::: MATERIALS PROVIDED

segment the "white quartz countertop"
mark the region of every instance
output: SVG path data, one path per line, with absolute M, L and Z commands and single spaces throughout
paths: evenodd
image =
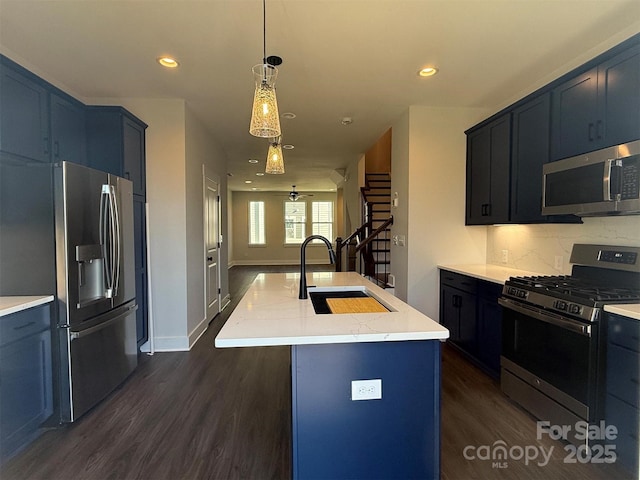
M 509 280 L 510 277 L 530 277 L 533 275 L 545 275 L 539 272 L 530 272 L 528 270 L 518 270 L 516 268 L 502 267 L 500 265 L 490 265 L 488 263 L 480 264 L 463 264 L 463 265 L 438 265 L 441 270 L 461 273 L 470 277 L 479 278 L 488 282 L 500 283 Z
M 616 315 L 621 315 L 623 317 L 633 318 L 634 320 L 640 320 L 640 303 L 605 305 L 604 311 L 615 313 Z
M 53 295 L 0 297 L 0 317 L 53 302 Z
M 298 299 L 298 273 L 261 273 L 231 313 L 216 347 L 444 340 L 449 331 L 354 272 L 307 273 L 318 290 L 364 287 L 392 311 L 317 314 L 311 299 Z

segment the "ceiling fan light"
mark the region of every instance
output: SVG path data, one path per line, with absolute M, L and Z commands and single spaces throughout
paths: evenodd
M 264 171 L 272 175 L 284 173 L 284 159 L 282 158 L 282 145 L 280 142 L 269 143 L 267 166 Z
M 275 81 L 278 69 L 262 64 L 253 67 L 256 90 L 253 95 L 249 133 L 254 137 L 273 138 L 281 134 Z

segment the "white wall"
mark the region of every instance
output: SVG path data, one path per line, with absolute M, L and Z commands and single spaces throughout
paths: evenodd
M 307 193 L 307 192 L 305 192 Z M 313 192 L 313 197 L 306 197 L 299 202 L 307 202 L 307 225 L 311 219 L 311 202 L 336 202 L 335 192 Z M 265 246 L 249 246 L 249 201 L 265 202 Z M 299 265 L 300 245 L 284 243 L 284 202 L 288 201 L 284 192 L 233 192 L 233 258 L 234 265 Z M 334 216 L 335 219 L 335 216 Z M 335 225 L 334 225 L 335 230 Z M 310 227 L 307 235 L 311 235 Z M 335 245 L 335 237 L 330 238 Z M 328 264 L 329 254 L 326 246 L 311 244 L 306 251 L 308 263 Z
M 151 295 L 156 350 L 188 350 L 185 103 L 179 99 L 96 99 L 122 105 L 147 123 Z
M 412 106 L 393 125 L 393 235 L 395 292 L 414 308 L 438 318 L 440 263 L 484 263 L 486 228 L 466 227 L 464 131 L 487 115 L 484 109 Z
M 226 157 L 181 99 L 91 99 L 121 105 L 149 125 L 146 131 L 147 202 L 151 262 L 150 319 L 157 351 L 189 350 L 207 326 L 204 318 L 202 164 L 218 177 L 226 229 Z M 227 247 L 222 246 L 223 296 L 228 294 Z M 143 345 L 148 350 L 149 344 Z
M 203 166 L 206 175 L 218 183 L 222 212 L 220 228 L 227 237 L 227 157 L 203 123 L 186 109 L 186 248 L 187 248 L 187 334 L 193 345 L 206 330 Z M 227 248 L 220 248 L 220 288 L 222 297 L 229 293 Z

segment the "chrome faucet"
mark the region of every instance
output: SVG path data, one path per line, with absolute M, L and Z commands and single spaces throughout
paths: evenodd
M 304 252 L 307 248 L 307 244 L 311 240 L 322 240 L 325 245 L 327 245 L 327 249 L 329 249 L 329 261 L 332 264 L 336 263 L 336 252 L 333 251 L 333 247 L 329 240 L 322 235 L 311 235 L 304 239 L 304 242 L 302 242 L 302 245 L 300 246 L 300 292 L 298 293 L 298 298 L 300 300 L 307 298 L 307 267 L 305 265 L 306 261 Z

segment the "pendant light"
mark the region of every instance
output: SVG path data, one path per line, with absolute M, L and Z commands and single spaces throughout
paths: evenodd
M 280 130 L 280 116 L 278 115 L 278 102 L 276 100 L 276 78 L 282 59 L 279 57 L 267 58 L 267 7 L 266 0 L 262 0 L 263 13 L 263 57 L 262 64 L 253 67 L 253 77 L 256 82 L 256 90 L 253 95 L 253 109 L 251 110 L 251 124 L 249 133 L 255 137 L 274 138 L 282 132 Z
M 269 142 L 269 151 L 267 152 L 267 166 L 265 173 L 274 175 L 284 173 L 284 158 L 282 158 L 282 139 L 274 138 Z

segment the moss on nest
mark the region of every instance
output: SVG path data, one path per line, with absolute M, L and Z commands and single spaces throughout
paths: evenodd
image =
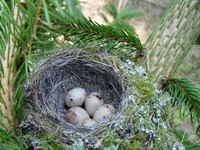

::::::

# TASK TO CARRY OUT
Search the records above for the string "white" and copy each line that holds it.

# SOLUTION TO THE PROBLEM
segment the "white quartz countertop"
segment the "white wall"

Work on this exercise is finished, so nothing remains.